_Required task_
Please reproduce the entries below word for word, starting at the line that contains "hill in the photo above." and ending at the line that contains "x=254, y=531".

_Input material_
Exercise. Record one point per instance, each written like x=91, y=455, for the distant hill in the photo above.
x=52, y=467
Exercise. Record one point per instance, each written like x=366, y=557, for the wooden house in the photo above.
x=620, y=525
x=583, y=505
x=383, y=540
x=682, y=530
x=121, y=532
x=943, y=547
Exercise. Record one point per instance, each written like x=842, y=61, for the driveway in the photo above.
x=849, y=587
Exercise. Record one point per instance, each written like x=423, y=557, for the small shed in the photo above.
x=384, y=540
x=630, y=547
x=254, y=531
==
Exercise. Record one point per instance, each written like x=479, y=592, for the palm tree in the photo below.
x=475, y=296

_Task output_
Exercise. Record one point per instance, each written like x=91, y=455, for the distant hill in the photo above.
x=52, y=467
Exercise. Record one point per instance, each written like x=366, y=557, for the wooden house in the photo above.
x=620, y=525
x=583, y=505
x=383, y=540
x=682, y=530
x=121, y=532
x=943, y=547
Exercise. Record one point per instance, each written like x=842, y=61, for the driveway in the photo above.
x=849, y=587
Exercise. Record one point per instance, each written like x=423, y=557, for the small shed in the photo above.
x=384, y=540
x=630, y=547
x=254, y=531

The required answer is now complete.